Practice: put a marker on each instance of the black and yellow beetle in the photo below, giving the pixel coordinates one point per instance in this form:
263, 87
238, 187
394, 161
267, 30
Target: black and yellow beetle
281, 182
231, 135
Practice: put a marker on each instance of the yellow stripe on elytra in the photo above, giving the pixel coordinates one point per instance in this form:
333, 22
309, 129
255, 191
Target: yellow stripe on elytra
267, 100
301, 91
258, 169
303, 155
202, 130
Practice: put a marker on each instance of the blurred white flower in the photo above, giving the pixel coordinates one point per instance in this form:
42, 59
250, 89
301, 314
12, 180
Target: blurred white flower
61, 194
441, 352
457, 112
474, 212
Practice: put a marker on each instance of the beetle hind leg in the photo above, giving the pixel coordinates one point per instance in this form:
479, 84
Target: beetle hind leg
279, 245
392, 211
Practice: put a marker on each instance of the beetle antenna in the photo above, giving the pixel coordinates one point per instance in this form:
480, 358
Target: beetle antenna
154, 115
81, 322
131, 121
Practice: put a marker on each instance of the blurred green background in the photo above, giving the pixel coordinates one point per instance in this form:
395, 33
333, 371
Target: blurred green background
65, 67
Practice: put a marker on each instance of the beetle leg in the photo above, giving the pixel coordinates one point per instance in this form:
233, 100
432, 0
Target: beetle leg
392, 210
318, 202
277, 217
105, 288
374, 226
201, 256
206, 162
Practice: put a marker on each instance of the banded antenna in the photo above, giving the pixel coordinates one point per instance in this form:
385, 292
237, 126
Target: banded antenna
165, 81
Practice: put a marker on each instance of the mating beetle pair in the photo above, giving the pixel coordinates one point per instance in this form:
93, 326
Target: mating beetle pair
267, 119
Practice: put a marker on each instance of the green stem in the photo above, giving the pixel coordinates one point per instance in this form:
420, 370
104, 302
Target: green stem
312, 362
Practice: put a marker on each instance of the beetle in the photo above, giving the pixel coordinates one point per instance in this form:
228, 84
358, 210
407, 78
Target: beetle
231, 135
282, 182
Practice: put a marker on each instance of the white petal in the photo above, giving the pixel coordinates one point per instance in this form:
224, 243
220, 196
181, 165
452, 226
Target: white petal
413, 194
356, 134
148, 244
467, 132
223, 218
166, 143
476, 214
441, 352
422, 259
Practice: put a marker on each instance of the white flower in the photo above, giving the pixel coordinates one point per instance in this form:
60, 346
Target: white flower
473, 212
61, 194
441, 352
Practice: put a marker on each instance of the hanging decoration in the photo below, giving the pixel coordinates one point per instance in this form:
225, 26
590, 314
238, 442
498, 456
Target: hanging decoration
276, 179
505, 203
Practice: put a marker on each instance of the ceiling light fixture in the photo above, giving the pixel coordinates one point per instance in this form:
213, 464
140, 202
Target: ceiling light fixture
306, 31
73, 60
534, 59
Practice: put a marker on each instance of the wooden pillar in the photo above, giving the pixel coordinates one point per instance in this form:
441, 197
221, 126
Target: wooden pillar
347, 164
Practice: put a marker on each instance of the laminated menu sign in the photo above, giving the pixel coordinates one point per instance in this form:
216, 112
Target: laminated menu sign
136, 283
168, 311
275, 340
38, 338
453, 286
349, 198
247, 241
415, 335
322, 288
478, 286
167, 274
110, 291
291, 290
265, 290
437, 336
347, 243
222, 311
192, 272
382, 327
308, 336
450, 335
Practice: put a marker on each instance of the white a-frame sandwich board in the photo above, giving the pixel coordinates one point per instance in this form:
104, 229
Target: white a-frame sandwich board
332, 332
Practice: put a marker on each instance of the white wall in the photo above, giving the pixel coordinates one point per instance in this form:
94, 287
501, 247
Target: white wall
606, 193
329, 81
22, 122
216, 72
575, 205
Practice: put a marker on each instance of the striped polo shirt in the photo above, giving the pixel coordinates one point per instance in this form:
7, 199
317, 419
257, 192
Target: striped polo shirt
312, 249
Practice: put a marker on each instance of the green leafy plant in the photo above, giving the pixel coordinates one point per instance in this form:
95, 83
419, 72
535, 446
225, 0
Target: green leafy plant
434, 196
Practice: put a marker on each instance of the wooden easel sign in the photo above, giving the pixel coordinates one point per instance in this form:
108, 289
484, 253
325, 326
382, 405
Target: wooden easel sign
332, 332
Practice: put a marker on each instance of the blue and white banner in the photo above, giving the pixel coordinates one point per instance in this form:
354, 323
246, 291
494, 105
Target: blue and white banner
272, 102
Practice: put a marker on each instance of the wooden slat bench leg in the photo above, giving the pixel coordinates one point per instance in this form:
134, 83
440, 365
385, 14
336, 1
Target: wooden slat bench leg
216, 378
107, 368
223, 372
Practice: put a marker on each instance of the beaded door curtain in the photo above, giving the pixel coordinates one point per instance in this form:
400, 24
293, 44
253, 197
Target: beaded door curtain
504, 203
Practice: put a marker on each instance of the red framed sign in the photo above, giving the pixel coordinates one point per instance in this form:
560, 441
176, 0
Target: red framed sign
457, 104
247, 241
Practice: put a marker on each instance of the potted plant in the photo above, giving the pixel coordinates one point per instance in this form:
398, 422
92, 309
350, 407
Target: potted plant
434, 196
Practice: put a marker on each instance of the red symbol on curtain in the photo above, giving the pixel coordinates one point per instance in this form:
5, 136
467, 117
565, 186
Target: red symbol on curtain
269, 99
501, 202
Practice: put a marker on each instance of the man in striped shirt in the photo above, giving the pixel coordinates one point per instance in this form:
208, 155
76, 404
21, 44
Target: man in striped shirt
• • • • • • •
An exact reproduction of the data is required. Leave nothing out.

Practice: put a marker on each instance of the black and yellow beetle in the photo below, giving the pixel coordinates one point per instance in this form:
263, 87
238, 187
394, 161
267, 30
Target: black and yellow beetle
281, 182
231, 135
Practice: put a marker on each instance of the yellow stripe on elytra in the photo above, giving the pixel coordinates one point per instance in this form:
333, 22
309, 129
255, 191
Target: yellow stripe on elytra
267, 100
301, 91
258, 169
303, 155
202, 130
Practice: put a marker on each instance of the blurred white flower in the photo above, giving the pixel coordinates one point per instance in this form:
42, 59
250, 89
301, 314
12, 180
Target: blurred white flower
61, 194
441, 352
457, 112
474, 212
Practice: put a marker on each instance of the beetle hind leg in the photo above, giving the pixel coordinates one point per instance in this form:
479, 84
Target: beetle hind leg
279, 245
392, 211
Practice: put a marker on each instance of the beetle antenna in the photo above, giving the pixel coordinates one point per instance in this form:
480, 358
Target: beetle antenna
154, 115
81, 322
131, 121
Practice: put a marker on each instance of the blurred green background in the photo above, giving the pixel coordinates one point per instance in this form:
395, 33
333, 371
Target: blurred green background
65, 67
Practice: put a marker on each instance of the beetle leg in the photo above, giving the pixel coordinates one point per instance in this form:
233, 100
432, 0
Target: beetle leg
392, 210
318, 202
277, 217
105, 288
374, 226
201, 256
206, 162
Practice: put a marker on each instance of the banded antenna in the photo above, giving the pixel coordinates one point per instance in this form:
385, 292
237, 126
Target: banded antenna
165, 81
Practice: put a marker on each instance of the mating beetle pair in the photo above, giving the pixel coordinates one point per instance in this form:
93, 326
Target: mating beetle pair
267, 119
Practice: put a marker on each instance of the green stem in the photo above, giving the pixel coordinates one point per instance in this form:
420, 370
104, 302
Target: green stem
312, 362
Practice: put a marker on each instance of the beetle in the photo above, giving the pixel coordinates one point per instance in this form:
228, 84
358, 210
407, 78
Target: beetle
231, 135
282, 182
Practice: put a marker on each instance of the white petal in the photo above, giving the pixel coordinates one point per instance in this form:
224, 243
220, 196
181, 165
452, 226
Target: white petal
413, 194
356, 134
148, 244
467, 132
223, 218
166, 143
476, 214
441, 352
422, 259
Practice: put a marker on each instance of the white flower in the photo above, giving the pixel coordinates one point per instance in this form:
60, 346
Target: white flower
473, 212
61, 194
441, 352
Practice: put a marker on each instance of the hanging decoration in the photo below, giving the pixel coordinates one point per instance in this form:
225, 26
590, 314
238, 442
498, 456
Target: hanging decoration
276, 179
505, 203
Practice: put a marker on each instance of the ceiling light fixture in the photo above, giving the pixel coordinates one point per instance in this form:
213, 464
140, 202
Target: ceiling light fixture
306, 31
73, 60
534, 59
Practice: put a marker on each instance of the wooden pillar in the photo above, giving the pixel coordinates one point per instance in this form:
441, 197
221, 126
Target: wooden pillar
347, 164
Practice: put a marker on each instance of the laminated menu sign in the photo above, giving the pixel coordinates one point per instance in this form:
216, 112
Target: laminated menu sign
136, 283
168, 311
275, 340
38, 338
453, 286
349, 198
247, 241
415, 335
322, 288
478, 286
167, 274
110, 291
291, 290
265, 290
437, 336
347, 243
222, 311
192, 272
382, 327
308, 336
450, 335
Practice: put a marker on each instance of the white a-frame sandwich board in the photo above, giving the pixel coordinates one point per instance in this form:
104, 229
Target: white a-frame sandwich board
332, 332
Practice: put a marker on each instance of the white wall in the photo above, giving the pixel coordinates one point per instance in this form:
94, 287
501, 247
Target: white wall
606, 193
329, 81
22, 122
216, 72
575, 205
Practice: put a marker on each instance of the striped polo shirt in the photo above, giving the pixel coordinates one point per instance in this form:
7, 199
317, 419
257, 192
Target: striped polo shirt
312, 249
Practice: put a marker on each instance of the green leafy plant in the photo above, giving the pixel coordinates one point per instance in this form:
95, 83
419, 72
535, 446
225, 0
Target: green leafy plant
434, 196
Practice: put a marker on each instance of the wooden easel sign in the photo above, giving the pixel coordinates one point per instance in this form:
108, 289
484, 253
325, 326
382, 405
Target: wooden easel sign
332, 332
Practice: put a marker on each instance of the blue and white banner in the photo above, giving the pixel coordinates one point per instance in this form:
354, 323
246, 291
494, 105
Target: blue and white banner
272, 102
Practice: put a marker on each instance of the wooden slat bench leg in the photo above, giving the pixel coordinates one point per instance in this form:
134, 83
440, 365
385, 14
336, 1
Target: wooden slat bench leg
216, 378
107, 368
223, 372
Practice: put a marker on each instance of the beaded door curtain in the photo above, giving the pixel coordinates one point per instance in this form:
400, 24
293, 44
253, 197
Target: beaded door curtain
504, 203
Practice: put a marker on each instance of the red framed sign in the photo above, giving the pixel coordinates one point per instance in this form:
560, 441
176, 0
Target: red framed sign
457, 104
247, 241
Practice: put a marker on each instance of the potted plant in the photo above, giving the pixel coordinates one point per instance in this form:
398, 422
92, 309
350, 407
Target: potted plant
434, 196
Practice: put a marker on each instance of the red symbol on curtain in the photo above, giving the pixel coordinates one point per instance in this form:
5, 136
467, 117
565, 186
Target: red symbol on curtain
269, 99
501, 202
Practice: put a marker on each instance of the man in striped shirt in the photo above, giving the pixel coordinates one point per instance in this form:
208, 155
76, 404
21, 44
Target: man in striped shirt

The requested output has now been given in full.